__Assignment__
Restate the data below word for word, omitting pictures.

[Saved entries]
┌──

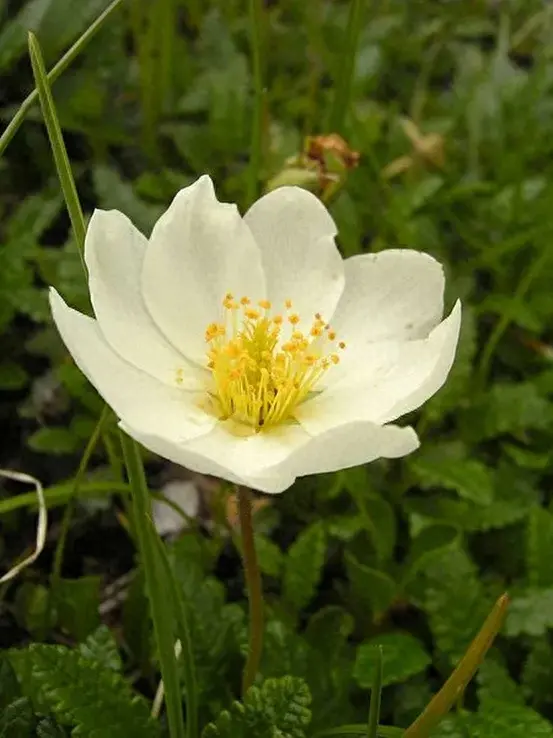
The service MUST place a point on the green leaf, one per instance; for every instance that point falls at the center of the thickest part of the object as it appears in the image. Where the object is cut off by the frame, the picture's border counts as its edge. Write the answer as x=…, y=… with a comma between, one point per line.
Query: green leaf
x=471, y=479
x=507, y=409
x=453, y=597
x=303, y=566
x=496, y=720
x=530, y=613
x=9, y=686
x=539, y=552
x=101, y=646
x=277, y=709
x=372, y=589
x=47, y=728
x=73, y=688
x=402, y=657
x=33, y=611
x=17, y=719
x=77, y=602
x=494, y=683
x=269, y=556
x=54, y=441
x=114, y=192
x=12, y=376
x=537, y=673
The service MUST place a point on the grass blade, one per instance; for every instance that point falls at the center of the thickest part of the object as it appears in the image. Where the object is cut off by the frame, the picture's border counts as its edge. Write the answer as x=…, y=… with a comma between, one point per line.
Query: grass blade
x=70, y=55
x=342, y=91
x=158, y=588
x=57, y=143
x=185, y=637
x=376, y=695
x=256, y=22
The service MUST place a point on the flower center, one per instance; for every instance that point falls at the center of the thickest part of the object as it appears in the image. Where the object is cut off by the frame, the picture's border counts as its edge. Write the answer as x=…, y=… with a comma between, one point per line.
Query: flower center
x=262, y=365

└──

__Response area__
The service MUST place a point on the green leaf, one per instance; for every instance that point falls at the center of the thickest part of the object as it appears in the image. Where the object is cut off by the frame, the picture's border counts as its edge. Write the answer as x=…, y=… with a comma between, one point per line.
Query: green leaf
x=471, y=479
x=507, y=409
x=453, y=597
x=303, y=566
x=496, y=720
x=530, y=613
x=9, y=686
x=539, y=552
x=101, y=646
x=277, y=709
x=372, y=589
x=47, y=728
x=73, y=688
x=402, y=657
x=33, y=611
x=17, y=719
x=77, y=602
x=494, y=683
x=269, y=556
x=54, y=441
x=114, y=192
x=12, y=376
x=537, y=673
The service MUST place a point on the grass blade, one per instance; for every instance that point falls at the center of the thickest part of the object as it appears in the image. Where the object is cut off by the frame, the picture's border counts as its edge. Write the answer as x=…, y=… with a comma between, one point per line.
Query: grass blade
x=70, y=55
x=342, y=91
x=158, y=588
x=57, y=143
x=185, y=637
x=376, y=695
x=256, y=22
The service MUST place a point on the flower center, one per instance; for every instance that point falls at the center of the thickest part of the object as it appears in the image. Where the object is cut off by the frame, the picture's border counts as its edge. Write the answer as x=…, y=… with a comma between, one point per line.
Query: flower center
x=262, y=365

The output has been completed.